▶ _Work to complete_
Which lines in the entries below contain the word "camouflage"? Report each of those lines in full.
>>>>
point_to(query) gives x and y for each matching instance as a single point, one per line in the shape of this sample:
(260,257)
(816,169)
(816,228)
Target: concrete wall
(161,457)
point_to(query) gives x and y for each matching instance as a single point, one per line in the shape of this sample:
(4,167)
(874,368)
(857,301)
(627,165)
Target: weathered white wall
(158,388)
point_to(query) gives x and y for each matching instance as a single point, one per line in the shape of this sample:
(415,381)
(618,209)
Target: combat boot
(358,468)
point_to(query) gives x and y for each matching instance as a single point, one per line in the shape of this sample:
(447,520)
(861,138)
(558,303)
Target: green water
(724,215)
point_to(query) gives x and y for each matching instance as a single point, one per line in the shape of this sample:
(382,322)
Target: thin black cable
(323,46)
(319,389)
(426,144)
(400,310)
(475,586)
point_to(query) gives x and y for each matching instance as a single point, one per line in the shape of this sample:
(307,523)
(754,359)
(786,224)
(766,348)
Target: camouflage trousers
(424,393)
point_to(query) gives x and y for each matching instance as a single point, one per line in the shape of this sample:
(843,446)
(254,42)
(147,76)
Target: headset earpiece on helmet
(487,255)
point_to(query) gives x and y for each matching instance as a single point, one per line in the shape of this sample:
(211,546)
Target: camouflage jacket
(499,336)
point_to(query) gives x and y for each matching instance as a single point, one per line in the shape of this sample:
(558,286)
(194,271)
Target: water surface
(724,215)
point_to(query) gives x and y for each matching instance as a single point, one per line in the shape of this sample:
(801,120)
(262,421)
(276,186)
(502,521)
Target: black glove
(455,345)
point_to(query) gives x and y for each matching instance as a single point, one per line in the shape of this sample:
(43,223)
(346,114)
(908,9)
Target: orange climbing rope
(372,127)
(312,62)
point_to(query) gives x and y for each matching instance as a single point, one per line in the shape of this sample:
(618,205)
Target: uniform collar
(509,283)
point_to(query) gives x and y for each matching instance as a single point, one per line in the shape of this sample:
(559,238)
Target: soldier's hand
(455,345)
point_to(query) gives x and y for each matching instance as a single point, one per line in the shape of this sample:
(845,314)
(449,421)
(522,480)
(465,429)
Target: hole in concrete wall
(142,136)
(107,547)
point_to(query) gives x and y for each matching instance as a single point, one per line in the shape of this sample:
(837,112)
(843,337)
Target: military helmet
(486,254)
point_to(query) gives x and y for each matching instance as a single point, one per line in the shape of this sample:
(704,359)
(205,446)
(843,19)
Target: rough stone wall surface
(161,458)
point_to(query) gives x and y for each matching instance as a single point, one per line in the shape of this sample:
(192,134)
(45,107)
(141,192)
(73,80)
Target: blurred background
<<<<
▶ _Response to the task_
Target: camouflage trousers
Target: camouflage jacket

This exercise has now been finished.